What is required
Whenever a line in the records below contains "female", pick it out.

Exercise data
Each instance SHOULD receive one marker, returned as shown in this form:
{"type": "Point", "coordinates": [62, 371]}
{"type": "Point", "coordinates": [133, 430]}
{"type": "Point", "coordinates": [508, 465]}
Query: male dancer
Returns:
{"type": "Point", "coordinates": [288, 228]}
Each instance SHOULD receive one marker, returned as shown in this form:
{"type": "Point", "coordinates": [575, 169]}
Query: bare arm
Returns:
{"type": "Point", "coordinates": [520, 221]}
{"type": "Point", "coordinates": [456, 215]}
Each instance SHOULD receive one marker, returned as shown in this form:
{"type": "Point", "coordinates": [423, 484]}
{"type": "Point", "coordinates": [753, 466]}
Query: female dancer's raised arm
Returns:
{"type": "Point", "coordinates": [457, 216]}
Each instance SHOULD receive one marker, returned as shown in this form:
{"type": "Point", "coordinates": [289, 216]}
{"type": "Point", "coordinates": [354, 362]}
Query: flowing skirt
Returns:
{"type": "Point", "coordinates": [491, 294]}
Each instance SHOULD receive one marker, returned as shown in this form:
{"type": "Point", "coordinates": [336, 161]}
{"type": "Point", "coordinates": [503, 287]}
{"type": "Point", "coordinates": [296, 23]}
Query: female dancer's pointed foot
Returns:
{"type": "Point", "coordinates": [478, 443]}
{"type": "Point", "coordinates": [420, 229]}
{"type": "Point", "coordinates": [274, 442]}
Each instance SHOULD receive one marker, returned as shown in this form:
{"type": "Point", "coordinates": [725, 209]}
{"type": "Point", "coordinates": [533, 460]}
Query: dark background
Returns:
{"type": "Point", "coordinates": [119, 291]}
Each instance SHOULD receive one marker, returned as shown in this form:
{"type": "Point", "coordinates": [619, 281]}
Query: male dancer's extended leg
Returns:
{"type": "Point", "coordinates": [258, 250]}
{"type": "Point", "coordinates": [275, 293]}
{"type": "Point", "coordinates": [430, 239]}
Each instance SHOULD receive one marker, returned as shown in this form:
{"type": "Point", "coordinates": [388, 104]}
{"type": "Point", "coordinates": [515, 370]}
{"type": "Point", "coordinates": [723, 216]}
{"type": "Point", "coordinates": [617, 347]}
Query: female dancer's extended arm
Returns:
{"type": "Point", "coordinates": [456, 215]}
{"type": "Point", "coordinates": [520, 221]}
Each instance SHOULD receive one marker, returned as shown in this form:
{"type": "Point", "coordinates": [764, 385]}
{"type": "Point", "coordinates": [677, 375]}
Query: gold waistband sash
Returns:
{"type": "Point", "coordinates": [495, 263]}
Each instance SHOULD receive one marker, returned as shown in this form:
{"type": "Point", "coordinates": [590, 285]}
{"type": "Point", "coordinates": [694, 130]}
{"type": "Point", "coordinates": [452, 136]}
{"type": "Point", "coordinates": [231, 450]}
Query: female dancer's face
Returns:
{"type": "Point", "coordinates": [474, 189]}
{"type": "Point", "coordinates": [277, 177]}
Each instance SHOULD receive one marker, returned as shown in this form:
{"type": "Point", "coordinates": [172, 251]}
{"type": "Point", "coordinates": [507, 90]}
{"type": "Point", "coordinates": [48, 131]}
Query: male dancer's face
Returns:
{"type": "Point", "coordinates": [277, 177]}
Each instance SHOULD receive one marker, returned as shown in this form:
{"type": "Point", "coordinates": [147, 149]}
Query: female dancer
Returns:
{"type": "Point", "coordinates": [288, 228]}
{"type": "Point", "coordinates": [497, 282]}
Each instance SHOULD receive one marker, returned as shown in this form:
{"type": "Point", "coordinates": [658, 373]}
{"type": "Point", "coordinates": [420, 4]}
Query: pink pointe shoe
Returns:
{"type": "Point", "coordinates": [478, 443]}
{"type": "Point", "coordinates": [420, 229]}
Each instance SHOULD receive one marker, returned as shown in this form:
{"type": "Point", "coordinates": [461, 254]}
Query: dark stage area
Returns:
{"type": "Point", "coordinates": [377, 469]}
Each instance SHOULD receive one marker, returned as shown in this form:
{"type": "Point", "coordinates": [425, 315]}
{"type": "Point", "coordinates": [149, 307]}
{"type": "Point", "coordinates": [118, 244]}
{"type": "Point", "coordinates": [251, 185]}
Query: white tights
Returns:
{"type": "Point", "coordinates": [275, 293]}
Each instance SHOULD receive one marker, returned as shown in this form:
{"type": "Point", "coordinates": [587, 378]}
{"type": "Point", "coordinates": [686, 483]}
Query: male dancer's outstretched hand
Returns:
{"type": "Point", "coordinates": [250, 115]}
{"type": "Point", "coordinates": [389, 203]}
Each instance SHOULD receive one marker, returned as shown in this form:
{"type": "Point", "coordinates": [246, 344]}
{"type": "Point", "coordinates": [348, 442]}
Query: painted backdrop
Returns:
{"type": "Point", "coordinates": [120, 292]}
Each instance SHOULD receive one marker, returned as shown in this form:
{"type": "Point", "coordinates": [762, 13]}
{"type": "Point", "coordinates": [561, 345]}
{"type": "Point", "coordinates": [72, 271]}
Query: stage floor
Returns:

Problem solution
Query: female dancer's raised arm
Query: female dancer's pointed foot
Query: female dancer's extended arm
Query: female dancer's face
Query: female dancer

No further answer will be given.